Location labeling entries
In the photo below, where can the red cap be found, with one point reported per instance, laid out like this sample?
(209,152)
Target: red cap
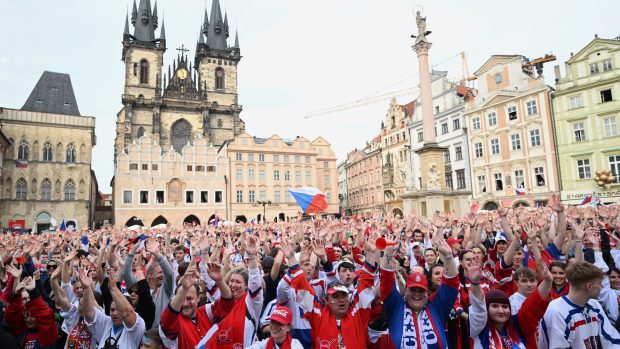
(417,280)
(452,241)
(282,315)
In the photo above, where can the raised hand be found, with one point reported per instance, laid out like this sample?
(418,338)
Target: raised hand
(555,204)
(87,281)
(214,270)
(16,273)
(442,246)
(250,245)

- _Task to complete_
Set out every line of the entries above as a numbered list, skipping blank lines and omitting the pictures.

- _Full response_
1. In the photo below, where can the red cap be found, with one point reported per instance, laid out like this sample?
2. (209,152)
3. Target: red cap
4. (417,280)
5. (452,241)
6. (282,315)
7. In the photo above, where can the raised hand be found, with one point reported per instance, laid out like this sample?
8. (418,338)
9. Target: raised hand
10. (555,204)
11. (87,281)
12. (214,270)
13. (16,273)
14. (442,246)
15. (250,245)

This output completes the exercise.